Im Dezember 2018 hat das EU-Parlament die neuen Richtlinien (genannt „Winterpaket“) für den Übergang auf die erneuerbaren Energien und zur Erfüllung des Pariser Klimaschutzabkommens verabschiedet.
Von besonderem Interesse ist darin der Rechtsrahmen für Eigenverbrauch („Prosumer“), sowie zur Förderung dezentraler „Erneuerbare-Energie-Gemeinschaften“.
In der „RICHTLINIE 2018/2001 … zur Förderung der Nutzung von Energie aus erneuerbaren Quellen“ https://eur-lex.europa.eu/legal-content/DE/TXT/PDF/?uri=OJ:L:2018:328:FULL&from=EN heißt es:
- „Mit dem Übergang zur dezentralisierten Energieproduktion sind viele Vorteile verbunden, beispielsweise die Nutzung vor Ort verfügbarer Energiequellen, eine bessere lokale Energieversorgungssicherheit, kürzere Transportwege und geringere übertragungsbedingte Energieverluste. Diese Dezentralisierung wirkt sich auch positiv auf die Entwicklung und den Zusammenhalt der Gemeinschaft aus, weil vor Ort Erwerbsquellen und Arbeitsplätze entstehen.“ (Randziffer 65, S. 91)
- „Eigenversorger im Bereich erneuerbare Elektrizität sollten keine diskriminierenden oder unverhältnismäßigen Lasten und Kosten zu tragen haben, und ihnen sollten keine ungerechtfertigten Umlagen und Abgaben auferlegt werden. Ihr Beitrag zur Verwirklichung des Klimaschutz- und Energieziels sowie die Kosten und Nutzen, die sie für das Energiesystem im weiteren Sinne mit sich bringen, sollten berücksichtigt werden. Deshalb sollten die Mitgliedstaaten grundsätzlich keine Umlagen und Abgaben auf erneuerbare Elektrizität, die Eigenversorger am selben Ort produziert und verbrauchen, erheben.“ (Rz 68, S. 92)
Artikel 21 („Eigenversorger im Bereich erneuerbare Elektrizität“) konkretisiert:
Eigenversorger sind individuell oder über Aggregatoren berechtigt,
- „erneuerbare Energie einschließlich für die Eigenversorgung zu erzeugen und die Überschussproduktion … zu speichern und, auch … mittels Liefervereinbarungen mit Elektrizitätsversorgern und Peer-to-Peer-Geschäftsvereinbarungen, zu verkaufen, ohne dass die eigenerzeugte Elektrizität … diskriminierenden oder unverhältnismäßigen Verfahren und jeglichen Abgaben, Umlagen oder Gebühren unterworfen ist“. (Abs. 2, S. 120)

Aufgelistete Einträge

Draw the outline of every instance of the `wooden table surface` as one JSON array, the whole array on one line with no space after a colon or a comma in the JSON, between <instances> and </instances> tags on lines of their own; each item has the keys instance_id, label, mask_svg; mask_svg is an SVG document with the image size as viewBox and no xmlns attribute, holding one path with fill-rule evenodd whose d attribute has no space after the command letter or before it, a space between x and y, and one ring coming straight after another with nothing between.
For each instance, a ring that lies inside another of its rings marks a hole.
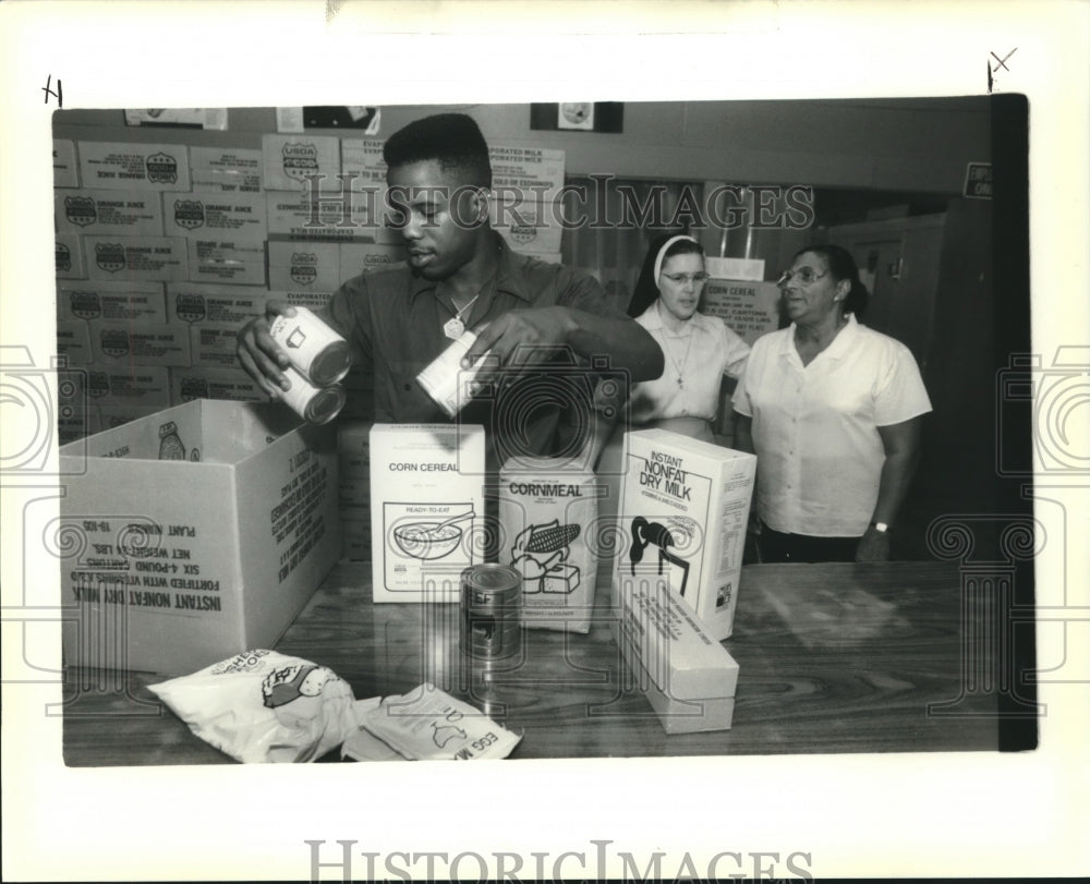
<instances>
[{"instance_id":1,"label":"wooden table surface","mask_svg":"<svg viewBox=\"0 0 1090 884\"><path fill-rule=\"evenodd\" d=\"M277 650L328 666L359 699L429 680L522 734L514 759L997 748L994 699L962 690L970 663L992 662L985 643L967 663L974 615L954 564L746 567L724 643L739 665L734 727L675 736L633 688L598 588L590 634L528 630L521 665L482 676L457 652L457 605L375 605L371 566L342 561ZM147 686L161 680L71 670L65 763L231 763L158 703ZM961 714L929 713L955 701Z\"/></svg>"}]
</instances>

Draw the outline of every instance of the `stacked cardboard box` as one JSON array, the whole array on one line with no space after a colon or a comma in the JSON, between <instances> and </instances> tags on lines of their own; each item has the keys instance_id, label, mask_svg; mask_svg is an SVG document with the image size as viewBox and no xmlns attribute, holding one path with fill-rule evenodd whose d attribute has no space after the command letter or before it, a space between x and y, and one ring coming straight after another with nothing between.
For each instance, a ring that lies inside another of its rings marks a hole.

Zu lösende Aufgabe
In welchem Monat und Jahr hat das EU-Parlament laut dem zitierten Abschnitt das „Winterpaket“ verabschiedet? Bitte antworte in einem kurzen Satz. Die Einträge stehen für sich und gehören nicht zum zitierten Abschnitt.

Ergebnis der Aufgabe
Das EU-Parlament hat das „Winterpaket“ im Dezember 2018 verabschiedet.